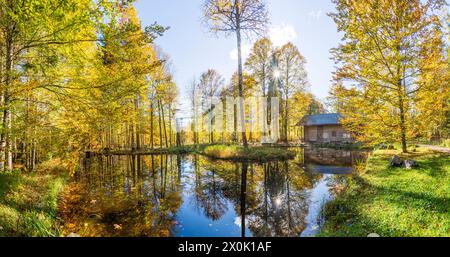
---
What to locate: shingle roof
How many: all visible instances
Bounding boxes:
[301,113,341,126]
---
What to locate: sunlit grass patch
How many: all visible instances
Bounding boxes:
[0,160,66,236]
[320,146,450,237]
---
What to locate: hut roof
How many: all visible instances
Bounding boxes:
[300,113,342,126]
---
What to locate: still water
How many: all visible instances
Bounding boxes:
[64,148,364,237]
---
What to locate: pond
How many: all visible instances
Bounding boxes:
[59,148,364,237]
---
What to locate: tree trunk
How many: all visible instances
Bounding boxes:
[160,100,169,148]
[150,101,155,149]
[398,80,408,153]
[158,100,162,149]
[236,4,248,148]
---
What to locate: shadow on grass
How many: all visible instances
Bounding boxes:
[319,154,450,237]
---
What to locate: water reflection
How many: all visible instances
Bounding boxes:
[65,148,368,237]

--

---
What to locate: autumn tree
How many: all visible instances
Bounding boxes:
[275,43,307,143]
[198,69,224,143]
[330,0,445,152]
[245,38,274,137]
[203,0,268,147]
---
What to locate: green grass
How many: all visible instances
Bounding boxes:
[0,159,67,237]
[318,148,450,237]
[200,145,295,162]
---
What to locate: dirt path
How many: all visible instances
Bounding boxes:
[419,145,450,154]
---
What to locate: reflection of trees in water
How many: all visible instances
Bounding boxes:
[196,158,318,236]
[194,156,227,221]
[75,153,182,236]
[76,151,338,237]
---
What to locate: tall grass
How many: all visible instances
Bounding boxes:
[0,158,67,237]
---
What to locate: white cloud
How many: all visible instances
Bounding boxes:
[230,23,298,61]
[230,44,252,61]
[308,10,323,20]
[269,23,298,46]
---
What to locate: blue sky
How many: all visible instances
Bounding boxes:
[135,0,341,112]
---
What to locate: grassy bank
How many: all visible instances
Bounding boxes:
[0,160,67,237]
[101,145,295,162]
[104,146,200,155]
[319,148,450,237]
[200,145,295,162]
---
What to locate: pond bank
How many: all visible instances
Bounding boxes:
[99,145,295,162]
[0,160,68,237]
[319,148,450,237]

• **Challenge**
Please list every line of the data above that contains the word "reflection", matching case exactly.

• **Written reply**
What to locate: water reflection
What to locate: reflection of trees in water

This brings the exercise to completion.